TEXT SHOWN:
An Unsupervised Framework for Adaptive Context-aware Simplified-Traditional Chinese Character Conversion

Wei Li, Shutan Huang, Yanqiu Shao


Abstract
Traditional Chinese character is an important carrier of Chinese culture, and is still actively used in many areas. Automatic conversion between traditional and simplified Chinese characters can help modern people understand traditional culture and facilitate communication among different regions. Previous conversion methods rely on rule-based mapping or shallow feature-based machine learning models, which struggle to convert simplified characters with different origins and constructing training data is costly. In this study, we propose an unsupervised adaptive context-aware conversion model that learns to convert between simplified and traditional Chinese characters under a denoising auto-encoder framework requiring no labeled data. Our model includes a Latent Generative Adversarial Encoder that transforms vectors to a latent space with generative adversarial network, which adds noise as an inevitable side effect, Based on which a Context-aware Semantic Reconstruction Decoder restores the original input while considering a broader range of context with a pretrained language model. Additionally, we propose to apply early exit mechanism during inference to reduce the computation complexity and improve the generalization ability. To test the effectiveness of our model, we construct a high quality test dataset with simplified-traditional Chinese character text pairs. Experiment results and extensive analysis demonstrate that our model outperforms strong unsupervised baselines and yields better conversion result for one-to-many cases.

DATASET CONTENT:

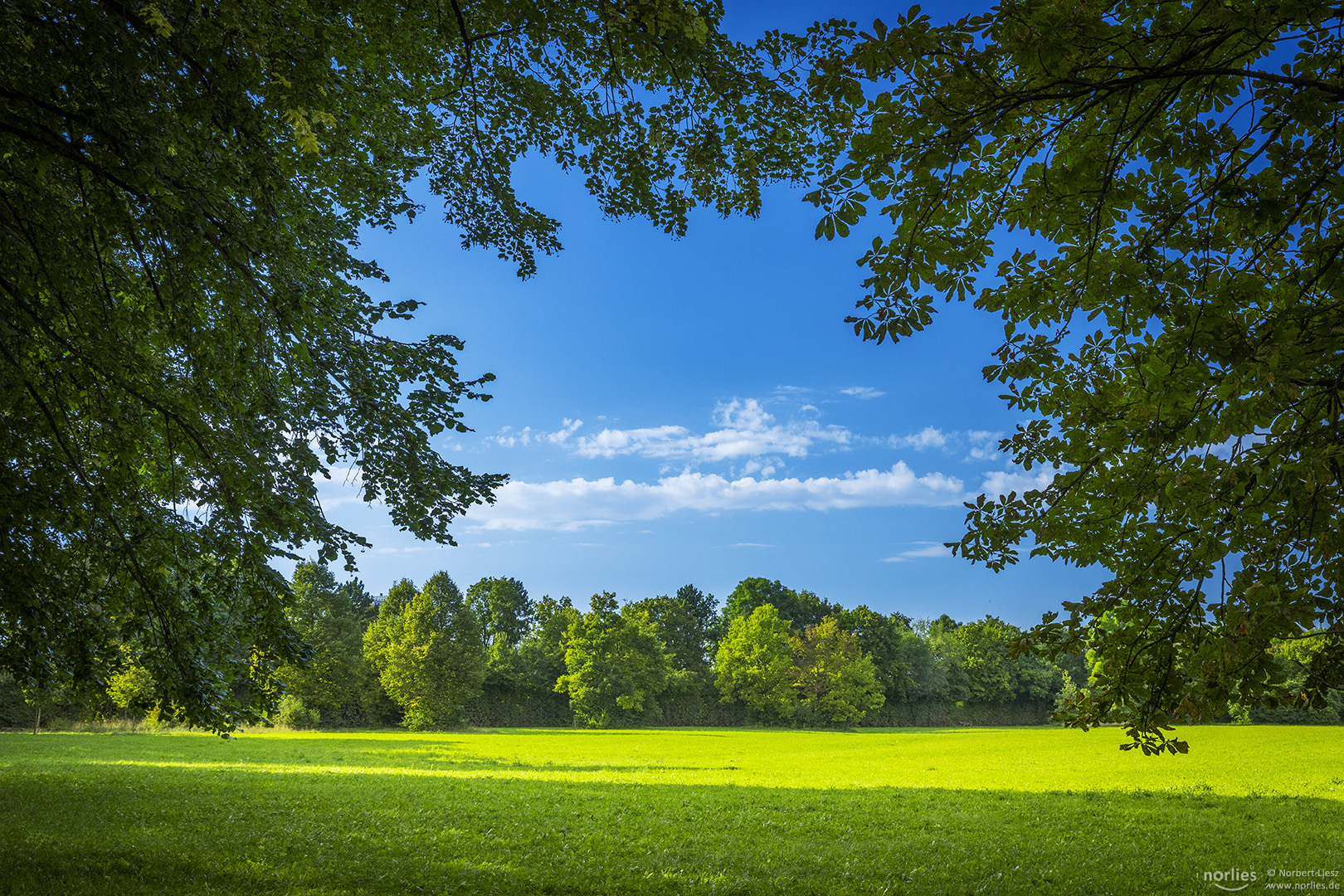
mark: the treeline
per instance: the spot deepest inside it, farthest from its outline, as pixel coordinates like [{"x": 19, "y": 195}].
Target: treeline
[{"x": 435, "y": 657}]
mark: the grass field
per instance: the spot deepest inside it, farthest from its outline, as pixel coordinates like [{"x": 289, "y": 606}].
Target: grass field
[{"x": 1018, "y": 811}]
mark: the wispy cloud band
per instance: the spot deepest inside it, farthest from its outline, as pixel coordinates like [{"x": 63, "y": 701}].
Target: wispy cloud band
[{"x": 580, "y": 503}]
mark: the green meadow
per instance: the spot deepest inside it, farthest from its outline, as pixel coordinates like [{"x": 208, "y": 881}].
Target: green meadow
[{"x": 1018, "y": 811}]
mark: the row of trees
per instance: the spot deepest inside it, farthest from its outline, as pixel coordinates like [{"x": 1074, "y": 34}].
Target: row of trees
[
  {"x": 436, "y": 657},
  {"x": 431, "y": 657}
]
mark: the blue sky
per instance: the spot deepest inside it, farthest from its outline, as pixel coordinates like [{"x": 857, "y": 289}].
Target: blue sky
[{"x": 696, "y": 411}]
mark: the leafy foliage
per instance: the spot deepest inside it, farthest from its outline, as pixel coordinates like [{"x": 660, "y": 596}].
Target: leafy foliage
[
  {"x": 616, "y": 665},
  {"x": 1172, "y": 323},
  {"x": 332, "y": 681},
  {"x": 754, "y": 664},
  {"x": 834, "y": 677},
  {"x": 433, "y": 661}
]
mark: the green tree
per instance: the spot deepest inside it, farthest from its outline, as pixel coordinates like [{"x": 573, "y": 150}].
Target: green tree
[
  {"x": 431, "y": 659},
  {"x": 799, "y": 607},
  {"x": 686, "y": 624},
  {"x": 504, "y": 609},
  {"x": 187, "y": 349},
  {"x": 990, "y": 674},
  {"x": 756, "y": 664},
  {"x": 542, "y": 657},
  {"x": 505, "y": 614},
  {"x": 947, "y": 677},
  {"x": 616, "y": 665},
  {"x": 1174, "y": 331},
  {"x": 332, "y": 680},
  {"x": 884, "y": 638},
  {"x": 834, "y": 677}
]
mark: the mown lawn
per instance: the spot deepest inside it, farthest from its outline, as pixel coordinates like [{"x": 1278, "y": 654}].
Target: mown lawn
[{"x": 665, "y": 811}]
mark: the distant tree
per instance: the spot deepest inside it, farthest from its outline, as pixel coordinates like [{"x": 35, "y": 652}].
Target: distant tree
[
  {"x": 947, "y": 679},
  {"x": 834, "y": 677},
  {"x": 542, "y": 659},
  {"x": 387, "y": 627},
  {"x": 324, "y": 616},
  {"x": 884, "y": 640},
  {"x": 366, "y": 609},
  {"x": 756, "y": 665},
  {"x": 504, "y": 609},
  {"x": 986, "y": 659},
  {"x": 800, "y": 607},
  {"x": 505, "y": 614},
  {"x": 435, "y": 660},
  {"x": 130, "y": 687},
  {"x": 616, "y": 665},
  {"x": 686, "y": 624}
]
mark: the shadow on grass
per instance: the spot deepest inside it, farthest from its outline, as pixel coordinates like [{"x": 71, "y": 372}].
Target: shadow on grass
[{"x": 75, "y": 828}]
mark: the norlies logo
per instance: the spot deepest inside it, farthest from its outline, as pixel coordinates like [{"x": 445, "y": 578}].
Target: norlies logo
[{"x": 1231, "y": 876}]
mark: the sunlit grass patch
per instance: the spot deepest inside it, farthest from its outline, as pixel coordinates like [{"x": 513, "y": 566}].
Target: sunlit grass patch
[{"x": 661, "y": 811}]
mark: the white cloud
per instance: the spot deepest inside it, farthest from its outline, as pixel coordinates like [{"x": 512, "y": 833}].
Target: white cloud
[
  {"x": 926, "y": 438},
  {"x": 745, "y": 429},
  {"x": 576, "y": 504},
  {"x": 925, "y": 550},
  {"x": 984, "y": 445},
  {"x": 1004, "y": 481}
]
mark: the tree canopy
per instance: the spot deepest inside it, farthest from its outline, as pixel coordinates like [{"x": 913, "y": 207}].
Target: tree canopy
[
  {"x": 186, "y": 349},
  {"x": 1172, "y": 321}
]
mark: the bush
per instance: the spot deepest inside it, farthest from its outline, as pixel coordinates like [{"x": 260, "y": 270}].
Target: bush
[{"x": 293, "y": 713}]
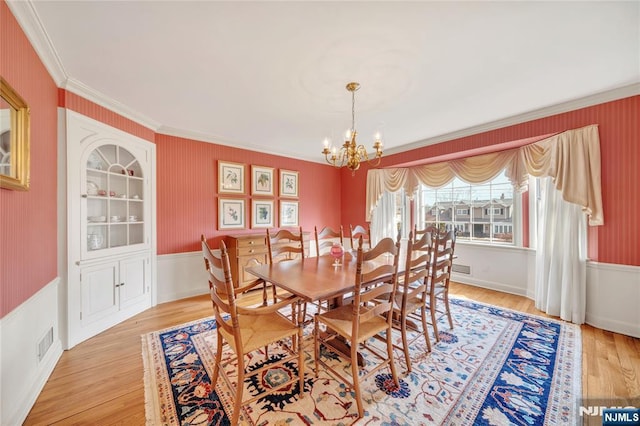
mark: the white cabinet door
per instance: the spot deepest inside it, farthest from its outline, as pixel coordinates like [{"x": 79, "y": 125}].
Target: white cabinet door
[
  {"x": 111, "y": 242},
  {"x": 134, "y": 281},
  {"x": 98, "y": 289}
]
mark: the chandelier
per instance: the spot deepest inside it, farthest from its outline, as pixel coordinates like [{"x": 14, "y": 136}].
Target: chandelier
[{"x": 351, "y": 154}]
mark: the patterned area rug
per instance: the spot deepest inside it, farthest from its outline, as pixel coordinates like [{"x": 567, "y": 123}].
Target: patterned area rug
[{"x": 495, "y": 367}]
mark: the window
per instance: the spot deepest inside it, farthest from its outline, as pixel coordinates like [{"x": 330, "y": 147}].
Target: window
[
  {"x": 403, "y": 218},
  {"x": 480, "y": 212}
]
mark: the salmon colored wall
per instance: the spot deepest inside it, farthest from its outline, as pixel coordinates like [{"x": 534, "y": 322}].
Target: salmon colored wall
[
  {"x": 28, "y": 220},
  {"x": 188, "y": 199},
  {"x": 615, "y": 242},
  {"x": 82, "y": 106}
]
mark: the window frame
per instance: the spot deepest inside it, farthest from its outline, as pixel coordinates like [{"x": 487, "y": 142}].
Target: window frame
[{"x": 420, "y": 209}]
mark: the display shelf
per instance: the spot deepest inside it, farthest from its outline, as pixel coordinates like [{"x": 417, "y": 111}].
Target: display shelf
[{"x": 114, "y": 195}]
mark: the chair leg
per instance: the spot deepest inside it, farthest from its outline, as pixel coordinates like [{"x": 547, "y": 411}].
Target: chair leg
[
  {"x": 425, "y": 330},
  {"x": 434, "y": 321},
  {"x": 239, "y": 389},
  {"x": 446, "y": 306},
  {"x": 405, "y": 344},
  {"x": 356, "y": 377},
  {"x": 392, "y": 364},
  {"x": 316, "y": 342},
  {"x": 216, "y": 367},
  {"x": 300, "y": 362}
]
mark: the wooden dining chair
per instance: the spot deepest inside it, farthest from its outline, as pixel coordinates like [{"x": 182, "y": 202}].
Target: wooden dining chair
[
  {"x": 325, "y": 238},
  {"x": 440, "y": 277},
  {"x": 209, "y": 260},
  {"x": 418, "y": 233},
  {"x": 246, "y": 331},
  {"x": 355, "y": 232},
  {"x": 362, "y": 319},
  {"x": 285, "y": 245},
  {"x": 411, "y": 299}
]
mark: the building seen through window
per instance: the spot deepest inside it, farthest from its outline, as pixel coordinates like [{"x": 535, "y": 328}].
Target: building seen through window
[{"x": 478, "y": 212}]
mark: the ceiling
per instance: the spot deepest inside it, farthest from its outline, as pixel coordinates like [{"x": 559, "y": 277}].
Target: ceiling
[{"x": 271, "y": 76}]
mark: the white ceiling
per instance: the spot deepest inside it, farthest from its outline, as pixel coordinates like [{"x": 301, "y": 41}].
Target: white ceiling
[{"x": 271, "y": 76}]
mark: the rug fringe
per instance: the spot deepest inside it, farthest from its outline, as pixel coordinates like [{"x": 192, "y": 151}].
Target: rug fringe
[{"x": 151, "y": 403}]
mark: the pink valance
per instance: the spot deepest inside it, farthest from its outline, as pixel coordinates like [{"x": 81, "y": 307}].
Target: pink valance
[{"x": 571, "y": 158}]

WORK INSTRUCTIONS:
Using the abstract on Chinese character conversion, answer these questions:
1. On what did previous conversion methods rely?
2. What does the Context-aware Semantic Reconstruction Decoder use to consider a broader range of context?
3. What mechanism is proposed for inference to reduce computation complexity?
The items have no connection to the abstract on Chinese character conversion.

THE RESULT:
1. Rule-based mapping or shallow feature-based machine learning models.
2. A pretrained language model.
3. An early exit mechanism.